**Défi A**
Recopiez le discours à partir des mots contenant «Prenons par exemple» et arrêtez-vous après «resté lettre morte.», en substituant «l’ancienne majorité» à «la précédente majorité».
**Défi B**
Prolongez le discours sur la disparition du Conseil général au-delà de sa dernière phrase.

═════ Extrait choisi ═════

Discours d’Alain Merly lors de la session du 23 juin 2014
Seul le prononcé fait foi
Monsieur le Président,
Chers collègues,
Cette session se tient dans un cadre institutionnel troublé, et un climat de grande incertitude quant à l’avenir de nos collectivités. Vous comprendrez que parler d’avenir dans ces conditions est une notion tout à fait relative.
Le Premier ministre d’abord, à la surprise générale, puis le Président de la République, qui n’a pas voulu être en reste, ont sonné le glas de la collectivité départementale, qui connaît maintenant l’heure de sa mort.
Le Conseil général devrait donc disparaître en 2020. C’est pour nous un crève-coeur, nous qui avons encore en mémoire les actions décisives qui, sous d’autres mandatures, ont propulsé le département. Mais force est de reconnaître que le Conseil général de Lot-et-Garonne, avant que d’être abattu par l’Etat, est aujourd’hui dans un état semi-comateux.
Il suffit pour s’en convaincre de faire le bilan des quelques compétences potentiellement transférées à la région.
Prenons par exemple les routes. Les grands projets de déviation dont vous vous gargarisez aujourd’hui ont tous été décidés, et leur plan de financement acté, par la précédente majorité. Le grand “plan de modernisation des routes” que vous annonciez en grandes pompes est, quant à lui, resté lettre morte.
Pire vous avez laissé se dégrader les routes départementales en réduisant de moitié, depuis 2008, l’investissement en matière de voirie. Les chiffres illustrent cruellement cet abandon : de 41,8M€ investis en 2008, nous sommes passés à 20,6M€ en 2013. – 50% pour les routes du département, c’est cette vérité que vous masquez sans cesse par des effets d’annonce !
Et vous continuez d’entretenir l’illusion en multipliant les études sur des projets que vous n’engagerez pas : la déviation de Casteljaloux, la déviation Sud-Est de Marmande, la déviation Nord-Ouest de Villeneuve, le pont du Mas d’Agenais,… Aucun de ces projets n’aboutira, parce qu’avant même le transfert à la région, vous avez déjà renoncé implicitement à cette compétence !

═════ Relevés de données ═════

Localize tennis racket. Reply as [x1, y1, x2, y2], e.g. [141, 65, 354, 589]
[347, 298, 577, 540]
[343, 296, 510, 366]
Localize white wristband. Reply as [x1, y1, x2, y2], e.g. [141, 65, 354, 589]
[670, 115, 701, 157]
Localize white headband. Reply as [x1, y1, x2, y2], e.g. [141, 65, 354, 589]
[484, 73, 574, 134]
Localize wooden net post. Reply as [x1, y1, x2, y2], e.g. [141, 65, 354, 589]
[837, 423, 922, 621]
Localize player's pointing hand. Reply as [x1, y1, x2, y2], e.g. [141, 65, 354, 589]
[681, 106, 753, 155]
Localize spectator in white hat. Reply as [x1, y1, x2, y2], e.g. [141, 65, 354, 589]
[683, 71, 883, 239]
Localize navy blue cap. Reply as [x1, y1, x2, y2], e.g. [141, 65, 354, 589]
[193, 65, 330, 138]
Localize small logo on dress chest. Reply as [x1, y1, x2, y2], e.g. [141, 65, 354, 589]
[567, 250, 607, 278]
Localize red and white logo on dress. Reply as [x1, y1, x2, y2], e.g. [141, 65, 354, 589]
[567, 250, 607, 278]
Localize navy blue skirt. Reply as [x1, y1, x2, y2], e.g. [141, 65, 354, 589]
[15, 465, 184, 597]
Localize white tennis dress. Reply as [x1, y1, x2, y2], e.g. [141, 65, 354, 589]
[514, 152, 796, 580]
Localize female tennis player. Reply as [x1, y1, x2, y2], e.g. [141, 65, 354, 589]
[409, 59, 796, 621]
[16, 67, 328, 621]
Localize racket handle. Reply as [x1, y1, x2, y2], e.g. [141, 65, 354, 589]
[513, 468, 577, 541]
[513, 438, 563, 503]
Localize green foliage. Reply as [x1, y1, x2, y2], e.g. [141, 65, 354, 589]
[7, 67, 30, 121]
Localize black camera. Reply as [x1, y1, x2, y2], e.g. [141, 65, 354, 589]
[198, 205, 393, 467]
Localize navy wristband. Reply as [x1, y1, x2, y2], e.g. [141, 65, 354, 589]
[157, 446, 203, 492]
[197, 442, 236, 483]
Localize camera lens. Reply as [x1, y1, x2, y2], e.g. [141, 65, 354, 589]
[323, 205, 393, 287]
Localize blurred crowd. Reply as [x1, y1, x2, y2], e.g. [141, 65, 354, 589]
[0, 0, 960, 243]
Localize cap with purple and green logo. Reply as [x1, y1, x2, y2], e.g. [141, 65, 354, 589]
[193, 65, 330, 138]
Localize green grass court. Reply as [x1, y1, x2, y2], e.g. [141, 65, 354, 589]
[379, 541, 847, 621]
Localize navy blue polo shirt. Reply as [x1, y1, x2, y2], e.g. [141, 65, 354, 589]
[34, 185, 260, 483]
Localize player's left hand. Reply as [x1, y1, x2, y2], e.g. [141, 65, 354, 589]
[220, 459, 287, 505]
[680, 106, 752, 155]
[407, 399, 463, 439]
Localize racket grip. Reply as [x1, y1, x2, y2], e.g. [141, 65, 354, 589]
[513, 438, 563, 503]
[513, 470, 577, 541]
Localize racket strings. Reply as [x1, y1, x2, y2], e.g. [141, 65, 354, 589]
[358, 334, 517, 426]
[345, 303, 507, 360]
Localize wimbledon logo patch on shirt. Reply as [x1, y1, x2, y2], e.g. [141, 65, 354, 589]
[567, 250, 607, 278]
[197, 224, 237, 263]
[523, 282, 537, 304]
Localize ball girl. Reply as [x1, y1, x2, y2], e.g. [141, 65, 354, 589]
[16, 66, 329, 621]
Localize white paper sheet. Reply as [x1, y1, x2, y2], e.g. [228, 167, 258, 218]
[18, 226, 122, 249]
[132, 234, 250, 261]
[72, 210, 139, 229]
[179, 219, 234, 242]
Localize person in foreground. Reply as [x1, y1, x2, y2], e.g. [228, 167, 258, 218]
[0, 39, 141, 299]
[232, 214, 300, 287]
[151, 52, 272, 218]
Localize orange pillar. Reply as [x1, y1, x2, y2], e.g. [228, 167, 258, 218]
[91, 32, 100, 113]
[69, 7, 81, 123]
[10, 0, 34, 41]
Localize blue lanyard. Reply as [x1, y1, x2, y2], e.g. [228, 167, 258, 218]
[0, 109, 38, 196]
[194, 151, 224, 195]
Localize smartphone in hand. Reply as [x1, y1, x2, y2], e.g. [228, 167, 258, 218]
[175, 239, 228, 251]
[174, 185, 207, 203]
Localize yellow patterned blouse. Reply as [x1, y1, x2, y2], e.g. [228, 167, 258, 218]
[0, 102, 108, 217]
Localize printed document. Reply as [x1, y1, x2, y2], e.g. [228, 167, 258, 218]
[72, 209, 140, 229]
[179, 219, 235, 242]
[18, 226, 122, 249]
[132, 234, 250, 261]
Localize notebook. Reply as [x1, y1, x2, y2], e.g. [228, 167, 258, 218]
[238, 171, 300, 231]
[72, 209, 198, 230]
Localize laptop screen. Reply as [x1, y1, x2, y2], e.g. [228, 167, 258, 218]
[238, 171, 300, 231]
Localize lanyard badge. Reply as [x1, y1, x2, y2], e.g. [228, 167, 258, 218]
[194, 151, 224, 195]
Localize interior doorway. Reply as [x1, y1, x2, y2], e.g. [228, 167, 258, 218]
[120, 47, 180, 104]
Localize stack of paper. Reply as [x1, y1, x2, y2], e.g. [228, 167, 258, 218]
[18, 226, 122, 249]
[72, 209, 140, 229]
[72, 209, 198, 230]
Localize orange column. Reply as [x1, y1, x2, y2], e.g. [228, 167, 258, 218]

═════
═════ Relevés de données ═════

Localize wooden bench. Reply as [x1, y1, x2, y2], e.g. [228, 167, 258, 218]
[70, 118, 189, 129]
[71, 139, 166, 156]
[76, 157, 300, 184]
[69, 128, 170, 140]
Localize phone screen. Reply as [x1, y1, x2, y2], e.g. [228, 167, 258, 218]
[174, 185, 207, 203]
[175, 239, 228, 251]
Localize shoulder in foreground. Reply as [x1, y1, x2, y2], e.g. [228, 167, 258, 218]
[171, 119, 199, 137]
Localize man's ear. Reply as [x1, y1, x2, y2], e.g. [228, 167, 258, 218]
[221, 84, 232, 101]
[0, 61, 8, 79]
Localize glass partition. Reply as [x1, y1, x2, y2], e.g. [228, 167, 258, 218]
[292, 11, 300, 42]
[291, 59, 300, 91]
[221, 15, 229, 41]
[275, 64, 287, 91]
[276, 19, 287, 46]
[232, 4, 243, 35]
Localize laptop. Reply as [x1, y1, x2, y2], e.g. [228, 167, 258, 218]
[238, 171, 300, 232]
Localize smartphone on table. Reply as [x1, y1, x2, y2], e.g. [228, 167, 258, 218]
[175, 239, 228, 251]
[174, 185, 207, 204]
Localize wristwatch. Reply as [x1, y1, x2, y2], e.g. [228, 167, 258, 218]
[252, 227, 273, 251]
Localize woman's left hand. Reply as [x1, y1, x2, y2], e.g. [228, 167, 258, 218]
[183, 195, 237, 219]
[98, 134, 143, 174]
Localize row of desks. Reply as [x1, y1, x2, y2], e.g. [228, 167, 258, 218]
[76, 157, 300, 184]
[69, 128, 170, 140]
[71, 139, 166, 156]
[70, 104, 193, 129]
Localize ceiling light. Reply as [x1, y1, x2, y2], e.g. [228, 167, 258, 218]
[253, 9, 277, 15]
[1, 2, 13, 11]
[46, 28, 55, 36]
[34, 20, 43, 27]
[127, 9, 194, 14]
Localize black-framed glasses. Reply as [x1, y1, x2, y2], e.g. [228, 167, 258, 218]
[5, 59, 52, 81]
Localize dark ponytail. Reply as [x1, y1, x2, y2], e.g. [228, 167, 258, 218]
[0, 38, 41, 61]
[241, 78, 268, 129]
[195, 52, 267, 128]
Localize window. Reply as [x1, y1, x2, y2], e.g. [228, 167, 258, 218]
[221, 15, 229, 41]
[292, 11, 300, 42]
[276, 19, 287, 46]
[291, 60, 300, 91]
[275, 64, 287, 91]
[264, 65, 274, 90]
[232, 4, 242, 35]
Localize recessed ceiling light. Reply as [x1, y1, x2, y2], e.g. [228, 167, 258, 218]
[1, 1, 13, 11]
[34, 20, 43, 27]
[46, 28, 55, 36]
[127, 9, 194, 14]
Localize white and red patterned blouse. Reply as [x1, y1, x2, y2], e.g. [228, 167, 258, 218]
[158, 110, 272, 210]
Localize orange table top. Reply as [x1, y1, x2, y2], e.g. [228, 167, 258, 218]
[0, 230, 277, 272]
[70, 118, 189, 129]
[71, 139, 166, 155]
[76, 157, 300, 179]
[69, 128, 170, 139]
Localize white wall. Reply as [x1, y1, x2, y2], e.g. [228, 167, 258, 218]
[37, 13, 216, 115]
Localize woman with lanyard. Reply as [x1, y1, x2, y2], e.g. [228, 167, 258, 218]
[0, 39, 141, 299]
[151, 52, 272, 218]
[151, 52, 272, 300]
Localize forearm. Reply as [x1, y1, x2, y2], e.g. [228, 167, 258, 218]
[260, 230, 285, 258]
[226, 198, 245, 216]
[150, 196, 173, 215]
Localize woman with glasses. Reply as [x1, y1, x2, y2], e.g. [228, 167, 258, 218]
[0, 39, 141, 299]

═════

**Réponse rédigée A**
Prenons par exemple les routes. Les grands projets de déviation dont vous vous gargarisez aujourd’hui ont tous été décidés, et leur plan de financement acté, par l’ancienne majorité. Le grand “plan de modernisation des routes” que vous annonciez en grandes pompes est, quant à lui, resté lettre morte.

**Réponse rédigée B**
Autre sujet : les collèges. La précédente majorité a lancé le projet du nouveau collège de Monflanquin. Un projet innovant répondant à la fois aux besoins éducatifs et aux nouvelles exigences environnementales. Qu’avez-vous fait depuis ? Maintenir les établissements en état et faire des restructurations à la marge ? La Région peut tout à fait se substituer au Département pour cela.
Quant à l’économie, domaine pour lequel la compétence du Département va devenir particulièrement contrainte, point de nostalgie non plus tant votre attentisme paraît flagrant. 8,2M€, c’est ce que le Département dépensait en 2008 en matière d’investissement pour le développement économique. Ce chiffre est descendu à 5,5M€ en 2013. Là aussi vous avez abandonné votre compétence.
Alors vous égrenez, à longueur de conférences de presse, les “grands projets” qui devraient changer, à coup sûr, la face du Lot-et-Garonne.
Le Center Parc arrive à point nommé pour vous sauver. Un projet “initié par Pierre Camani” pouvait-on lire, M. le Président, dans votre dernier communiqué de presse. Nous sommes tous d’accord sur l’intérêt de ce projet, qui est une chance pour le Lot-et-Garonne et renforce sa vocation touristique. Mais de grâce, ayez l’humilité de reconnaître votre vrai rôle dans ce dossier ! C’est avant tout la situation géographique du département qui a justifié la démarche du groupe Pierre & Vacances, qui connaissait déjà notre département, notamment avec Daniel Soulage sur Monflanquin.
Vous récupérez donc, bien opportunément, un projet dont vous n’êtes ni l’initiateur, ni le constructeur, mais qu’il est de votre devoir d’accompagner. C’est là votre vraie place, et n’en doutez pas, nous serons en soutien.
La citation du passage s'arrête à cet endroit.